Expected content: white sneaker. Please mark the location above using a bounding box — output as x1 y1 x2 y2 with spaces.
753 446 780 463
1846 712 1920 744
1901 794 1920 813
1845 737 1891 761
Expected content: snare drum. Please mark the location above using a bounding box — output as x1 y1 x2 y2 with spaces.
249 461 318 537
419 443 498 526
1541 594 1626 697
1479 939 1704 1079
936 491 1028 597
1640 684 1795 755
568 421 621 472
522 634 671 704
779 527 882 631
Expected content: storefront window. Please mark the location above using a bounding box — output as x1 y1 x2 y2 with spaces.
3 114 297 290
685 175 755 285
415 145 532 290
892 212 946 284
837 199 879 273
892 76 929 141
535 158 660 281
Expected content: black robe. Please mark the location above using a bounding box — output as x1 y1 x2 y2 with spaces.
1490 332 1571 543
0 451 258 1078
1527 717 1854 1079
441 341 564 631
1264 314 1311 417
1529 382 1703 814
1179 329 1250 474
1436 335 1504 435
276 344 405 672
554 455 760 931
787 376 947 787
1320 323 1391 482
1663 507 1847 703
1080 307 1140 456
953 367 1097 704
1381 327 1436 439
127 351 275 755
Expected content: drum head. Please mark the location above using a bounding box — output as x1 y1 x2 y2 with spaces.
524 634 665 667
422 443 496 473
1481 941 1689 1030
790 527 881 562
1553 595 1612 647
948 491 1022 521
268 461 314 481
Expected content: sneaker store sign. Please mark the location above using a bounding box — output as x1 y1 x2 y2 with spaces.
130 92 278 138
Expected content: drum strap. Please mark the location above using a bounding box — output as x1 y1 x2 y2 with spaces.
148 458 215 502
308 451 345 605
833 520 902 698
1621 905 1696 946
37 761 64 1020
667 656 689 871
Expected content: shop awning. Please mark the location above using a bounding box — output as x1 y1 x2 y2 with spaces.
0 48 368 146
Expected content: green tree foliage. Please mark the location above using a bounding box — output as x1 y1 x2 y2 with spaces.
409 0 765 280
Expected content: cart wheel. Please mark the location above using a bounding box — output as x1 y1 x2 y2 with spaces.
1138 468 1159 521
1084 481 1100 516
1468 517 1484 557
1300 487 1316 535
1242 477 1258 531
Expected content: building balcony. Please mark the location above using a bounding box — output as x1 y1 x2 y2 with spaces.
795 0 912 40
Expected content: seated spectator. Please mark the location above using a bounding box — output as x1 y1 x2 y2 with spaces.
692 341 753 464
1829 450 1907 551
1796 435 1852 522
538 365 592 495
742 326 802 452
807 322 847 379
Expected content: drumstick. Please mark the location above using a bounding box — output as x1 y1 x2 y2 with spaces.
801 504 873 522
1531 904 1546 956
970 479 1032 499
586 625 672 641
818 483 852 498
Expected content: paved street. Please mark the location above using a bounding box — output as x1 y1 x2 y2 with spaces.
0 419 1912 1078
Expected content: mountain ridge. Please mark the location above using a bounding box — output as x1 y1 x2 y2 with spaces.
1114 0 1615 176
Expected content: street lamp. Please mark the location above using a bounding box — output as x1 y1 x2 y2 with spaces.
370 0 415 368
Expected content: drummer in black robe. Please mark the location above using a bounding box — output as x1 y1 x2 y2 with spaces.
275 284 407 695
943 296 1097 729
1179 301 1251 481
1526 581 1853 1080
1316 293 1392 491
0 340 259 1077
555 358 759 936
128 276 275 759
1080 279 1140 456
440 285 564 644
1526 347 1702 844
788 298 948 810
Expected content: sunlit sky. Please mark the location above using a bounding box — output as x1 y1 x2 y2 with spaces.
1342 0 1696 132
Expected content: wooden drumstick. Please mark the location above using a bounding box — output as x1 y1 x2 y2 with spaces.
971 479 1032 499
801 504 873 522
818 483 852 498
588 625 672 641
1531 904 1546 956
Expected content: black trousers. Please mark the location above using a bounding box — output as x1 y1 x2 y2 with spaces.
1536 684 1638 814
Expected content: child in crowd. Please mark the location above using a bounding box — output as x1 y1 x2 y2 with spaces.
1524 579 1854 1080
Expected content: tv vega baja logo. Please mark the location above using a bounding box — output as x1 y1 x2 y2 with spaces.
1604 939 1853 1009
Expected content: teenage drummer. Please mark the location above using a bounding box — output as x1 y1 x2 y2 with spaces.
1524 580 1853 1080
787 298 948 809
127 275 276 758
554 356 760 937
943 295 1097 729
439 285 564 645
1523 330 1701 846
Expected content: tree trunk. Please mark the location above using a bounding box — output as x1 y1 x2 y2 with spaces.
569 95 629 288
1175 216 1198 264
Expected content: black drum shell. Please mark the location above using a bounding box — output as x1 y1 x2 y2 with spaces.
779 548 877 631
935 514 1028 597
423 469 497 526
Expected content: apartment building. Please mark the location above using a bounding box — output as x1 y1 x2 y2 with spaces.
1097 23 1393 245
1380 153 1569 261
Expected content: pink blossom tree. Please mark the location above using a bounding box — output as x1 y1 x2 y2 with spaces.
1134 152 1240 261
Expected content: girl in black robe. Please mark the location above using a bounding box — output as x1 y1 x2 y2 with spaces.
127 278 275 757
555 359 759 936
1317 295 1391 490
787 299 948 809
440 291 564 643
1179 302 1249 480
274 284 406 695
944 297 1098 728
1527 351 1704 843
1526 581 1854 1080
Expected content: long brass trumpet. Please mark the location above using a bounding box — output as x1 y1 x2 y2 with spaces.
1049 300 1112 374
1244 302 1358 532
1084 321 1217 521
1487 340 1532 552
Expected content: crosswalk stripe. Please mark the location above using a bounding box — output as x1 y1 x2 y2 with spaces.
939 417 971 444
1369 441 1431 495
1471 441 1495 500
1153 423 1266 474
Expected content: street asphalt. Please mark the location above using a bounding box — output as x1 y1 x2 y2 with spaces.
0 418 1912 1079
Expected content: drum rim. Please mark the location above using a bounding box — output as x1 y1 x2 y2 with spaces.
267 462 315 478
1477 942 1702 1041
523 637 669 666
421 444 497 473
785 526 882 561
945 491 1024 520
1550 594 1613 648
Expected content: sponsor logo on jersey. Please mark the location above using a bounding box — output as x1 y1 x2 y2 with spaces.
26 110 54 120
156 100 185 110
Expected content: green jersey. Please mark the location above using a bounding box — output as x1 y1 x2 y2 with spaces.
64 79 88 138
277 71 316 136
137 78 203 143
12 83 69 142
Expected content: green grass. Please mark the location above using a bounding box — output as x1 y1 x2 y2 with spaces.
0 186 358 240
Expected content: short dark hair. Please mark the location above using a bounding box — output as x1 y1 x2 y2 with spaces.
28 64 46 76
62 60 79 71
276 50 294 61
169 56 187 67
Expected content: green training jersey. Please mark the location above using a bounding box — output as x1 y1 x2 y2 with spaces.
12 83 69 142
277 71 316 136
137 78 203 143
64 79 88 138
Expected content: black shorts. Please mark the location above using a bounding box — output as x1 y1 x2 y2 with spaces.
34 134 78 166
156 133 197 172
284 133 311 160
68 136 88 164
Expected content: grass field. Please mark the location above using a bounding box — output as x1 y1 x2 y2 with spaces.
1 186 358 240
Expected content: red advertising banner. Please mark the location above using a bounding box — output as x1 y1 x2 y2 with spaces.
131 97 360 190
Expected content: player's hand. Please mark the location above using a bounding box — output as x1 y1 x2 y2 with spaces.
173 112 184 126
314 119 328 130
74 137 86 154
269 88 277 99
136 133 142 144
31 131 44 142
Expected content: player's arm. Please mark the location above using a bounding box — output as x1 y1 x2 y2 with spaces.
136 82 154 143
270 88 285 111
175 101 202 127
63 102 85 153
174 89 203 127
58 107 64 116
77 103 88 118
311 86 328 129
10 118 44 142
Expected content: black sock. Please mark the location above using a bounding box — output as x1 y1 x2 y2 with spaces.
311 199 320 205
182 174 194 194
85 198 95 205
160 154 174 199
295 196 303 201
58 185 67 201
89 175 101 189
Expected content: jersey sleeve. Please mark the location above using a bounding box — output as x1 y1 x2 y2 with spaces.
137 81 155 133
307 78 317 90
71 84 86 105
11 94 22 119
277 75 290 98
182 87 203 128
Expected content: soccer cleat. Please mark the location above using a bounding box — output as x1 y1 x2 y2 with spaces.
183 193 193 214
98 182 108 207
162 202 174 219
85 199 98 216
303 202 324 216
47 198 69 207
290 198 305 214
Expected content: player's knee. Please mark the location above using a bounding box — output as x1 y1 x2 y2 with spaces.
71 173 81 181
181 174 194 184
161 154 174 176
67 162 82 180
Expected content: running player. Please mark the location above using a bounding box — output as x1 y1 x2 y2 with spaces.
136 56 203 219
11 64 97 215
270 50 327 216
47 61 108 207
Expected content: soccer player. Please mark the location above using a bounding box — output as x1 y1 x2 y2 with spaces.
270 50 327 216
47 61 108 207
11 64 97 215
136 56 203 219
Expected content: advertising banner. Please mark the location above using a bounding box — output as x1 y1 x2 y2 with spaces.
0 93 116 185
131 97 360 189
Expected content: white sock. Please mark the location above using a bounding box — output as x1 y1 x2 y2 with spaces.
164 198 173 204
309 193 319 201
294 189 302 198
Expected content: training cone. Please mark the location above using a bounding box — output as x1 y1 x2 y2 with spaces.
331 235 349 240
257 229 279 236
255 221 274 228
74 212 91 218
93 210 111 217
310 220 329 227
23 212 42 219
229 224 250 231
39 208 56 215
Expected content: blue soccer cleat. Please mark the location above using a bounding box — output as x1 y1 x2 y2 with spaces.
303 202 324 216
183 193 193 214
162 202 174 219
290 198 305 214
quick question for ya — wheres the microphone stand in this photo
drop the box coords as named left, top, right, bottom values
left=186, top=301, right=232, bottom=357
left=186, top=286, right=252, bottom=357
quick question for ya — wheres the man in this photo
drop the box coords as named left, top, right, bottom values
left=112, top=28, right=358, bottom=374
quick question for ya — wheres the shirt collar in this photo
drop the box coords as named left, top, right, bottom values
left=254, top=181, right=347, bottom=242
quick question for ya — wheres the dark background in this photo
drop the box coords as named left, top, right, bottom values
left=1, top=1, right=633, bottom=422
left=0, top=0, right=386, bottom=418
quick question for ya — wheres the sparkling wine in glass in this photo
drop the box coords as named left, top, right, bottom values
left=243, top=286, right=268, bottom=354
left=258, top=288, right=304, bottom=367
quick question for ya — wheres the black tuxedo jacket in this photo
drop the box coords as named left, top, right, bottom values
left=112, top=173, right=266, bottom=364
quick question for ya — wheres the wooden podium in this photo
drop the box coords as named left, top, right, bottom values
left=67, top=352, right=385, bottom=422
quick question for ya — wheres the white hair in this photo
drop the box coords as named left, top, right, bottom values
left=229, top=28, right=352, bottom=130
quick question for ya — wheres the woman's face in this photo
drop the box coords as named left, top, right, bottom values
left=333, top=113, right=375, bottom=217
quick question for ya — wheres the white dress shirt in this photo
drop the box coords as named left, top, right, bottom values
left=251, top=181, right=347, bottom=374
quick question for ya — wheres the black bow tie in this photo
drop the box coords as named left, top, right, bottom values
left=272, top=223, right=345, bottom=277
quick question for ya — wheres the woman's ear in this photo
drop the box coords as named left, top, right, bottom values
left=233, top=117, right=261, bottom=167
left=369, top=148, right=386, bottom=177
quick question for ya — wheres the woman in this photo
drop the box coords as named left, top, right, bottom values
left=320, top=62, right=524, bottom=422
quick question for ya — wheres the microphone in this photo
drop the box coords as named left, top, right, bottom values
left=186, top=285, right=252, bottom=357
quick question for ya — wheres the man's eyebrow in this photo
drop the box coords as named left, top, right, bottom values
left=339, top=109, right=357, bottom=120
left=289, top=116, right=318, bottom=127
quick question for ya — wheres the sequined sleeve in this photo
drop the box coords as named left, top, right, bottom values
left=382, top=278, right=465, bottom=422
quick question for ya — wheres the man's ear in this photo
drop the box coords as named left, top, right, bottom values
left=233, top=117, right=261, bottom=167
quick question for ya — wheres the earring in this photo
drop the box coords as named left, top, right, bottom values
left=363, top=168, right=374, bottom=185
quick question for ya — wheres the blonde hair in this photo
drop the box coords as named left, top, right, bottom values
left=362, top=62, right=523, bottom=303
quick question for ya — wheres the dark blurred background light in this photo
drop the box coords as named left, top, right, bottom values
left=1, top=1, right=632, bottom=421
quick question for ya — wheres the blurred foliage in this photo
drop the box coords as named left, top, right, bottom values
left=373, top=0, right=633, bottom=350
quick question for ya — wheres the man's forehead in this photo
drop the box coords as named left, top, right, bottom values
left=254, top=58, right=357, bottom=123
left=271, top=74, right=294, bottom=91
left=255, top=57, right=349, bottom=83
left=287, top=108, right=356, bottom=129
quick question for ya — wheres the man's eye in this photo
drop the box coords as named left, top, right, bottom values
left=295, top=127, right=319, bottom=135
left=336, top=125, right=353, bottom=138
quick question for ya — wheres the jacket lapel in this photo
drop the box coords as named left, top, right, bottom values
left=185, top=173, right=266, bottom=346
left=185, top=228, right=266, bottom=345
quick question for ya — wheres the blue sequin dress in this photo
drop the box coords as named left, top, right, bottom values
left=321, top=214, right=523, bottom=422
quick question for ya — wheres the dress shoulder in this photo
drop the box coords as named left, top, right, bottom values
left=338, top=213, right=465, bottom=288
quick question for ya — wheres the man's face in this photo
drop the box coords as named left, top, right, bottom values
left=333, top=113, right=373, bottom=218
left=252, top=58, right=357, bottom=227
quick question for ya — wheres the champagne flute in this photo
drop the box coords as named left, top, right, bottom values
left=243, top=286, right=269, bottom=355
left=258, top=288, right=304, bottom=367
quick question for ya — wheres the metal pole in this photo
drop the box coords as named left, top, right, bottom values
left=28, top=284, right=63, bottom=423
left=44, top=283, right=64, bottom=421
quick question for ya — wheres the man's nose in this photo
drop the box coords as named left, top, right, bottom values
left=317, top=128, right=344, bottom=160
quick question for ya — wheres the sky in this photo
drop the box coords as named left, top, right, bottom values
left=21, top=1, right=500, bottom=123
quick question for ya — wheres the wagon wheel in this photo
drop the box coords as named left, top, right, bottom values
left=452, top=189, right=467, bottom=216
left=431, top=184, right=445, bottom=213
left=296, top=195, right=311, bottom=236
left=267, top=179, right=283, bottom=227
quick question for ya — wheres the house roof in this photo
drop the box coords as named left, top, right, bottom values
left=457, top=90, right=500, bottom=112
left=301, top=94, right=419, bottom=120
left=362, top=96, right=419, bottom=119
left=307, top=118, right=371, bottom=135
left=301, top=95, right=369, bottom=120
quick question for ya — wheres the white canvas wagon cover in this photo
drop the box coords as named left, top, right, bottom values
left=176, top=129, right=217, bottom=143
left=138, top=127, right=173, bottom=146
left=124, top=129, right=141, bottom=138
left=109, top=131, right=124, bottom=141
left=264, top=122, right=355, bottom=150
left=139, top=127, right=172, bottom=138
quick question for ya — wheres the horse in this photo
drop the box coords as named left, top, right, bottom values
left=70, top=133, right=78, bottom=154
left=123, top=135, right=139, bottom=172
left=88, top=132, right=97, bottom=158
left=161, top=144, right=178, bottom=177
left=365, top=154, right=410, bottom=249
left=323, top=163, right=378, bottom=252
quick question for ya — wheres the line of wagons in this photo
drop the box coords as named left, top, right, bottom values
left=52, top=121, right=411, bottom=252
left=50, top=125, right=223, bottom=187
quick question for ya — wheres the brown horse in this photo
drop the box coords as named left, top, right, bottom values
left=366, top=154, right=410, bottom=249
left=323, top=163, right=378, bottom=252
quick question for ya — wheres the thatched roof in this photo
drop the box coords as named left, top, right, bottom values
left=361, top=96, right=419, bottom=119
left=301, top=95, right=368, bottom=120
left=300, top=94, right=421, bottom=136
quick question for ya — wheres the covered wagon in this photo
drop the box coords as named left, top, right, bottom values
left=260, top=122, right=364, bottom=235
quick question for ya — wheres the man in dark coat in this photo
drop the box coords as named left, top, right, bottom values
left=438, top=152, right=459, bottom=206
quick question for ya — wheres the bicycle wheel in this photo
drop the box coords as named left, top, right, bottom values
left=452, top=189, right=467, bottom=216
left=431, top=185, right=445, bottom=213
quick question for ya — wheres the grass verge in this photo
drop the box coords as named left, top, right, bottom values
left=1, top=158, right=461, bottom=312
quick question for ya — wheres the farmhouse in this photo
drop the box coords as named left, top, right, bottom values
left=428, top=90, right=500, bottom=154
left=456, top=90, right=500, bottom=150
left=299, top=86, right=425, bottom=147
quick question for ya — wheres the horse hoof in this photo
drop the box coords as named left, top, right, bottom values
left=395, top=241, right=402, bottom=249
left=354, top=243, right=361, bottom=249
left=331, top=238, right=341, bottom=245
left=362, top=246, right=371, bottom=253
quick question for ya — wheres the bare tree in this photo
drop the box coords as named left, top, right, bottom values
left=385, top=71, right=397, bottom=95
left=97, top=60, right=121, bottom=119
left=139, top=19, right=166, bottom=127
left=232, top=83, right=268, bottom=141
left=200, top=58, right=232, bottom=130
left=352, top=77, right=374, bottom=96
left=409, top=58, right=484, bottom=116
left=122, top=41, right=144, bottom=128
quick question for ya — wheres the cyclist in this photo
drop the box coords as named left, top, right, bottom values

Problem details: Using the material above, find each line that holds "horse" and copy that line.

Expected answer:
quick question for ya — wheres the horse in this photo
quick question for ya — wheres the brown horse in this photo
quick question for ya — wheres the horse hoof in this photo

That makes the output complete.